Problem details: Output every entry below word for word, minus the images.

[Record excerpts — start]

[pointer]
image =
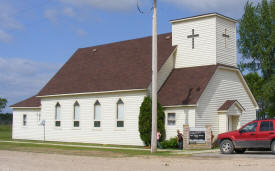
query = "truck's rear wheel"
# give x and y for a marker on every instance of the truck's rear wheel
(273, 147)
(226, 147)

[Record excerpts — finish]

Exercise result:
[pointer]
image =
query = "truck's rear wheel"
# give x and y for a marker on every instance of the truck's rear wheel
(273, 147)
(226, 147)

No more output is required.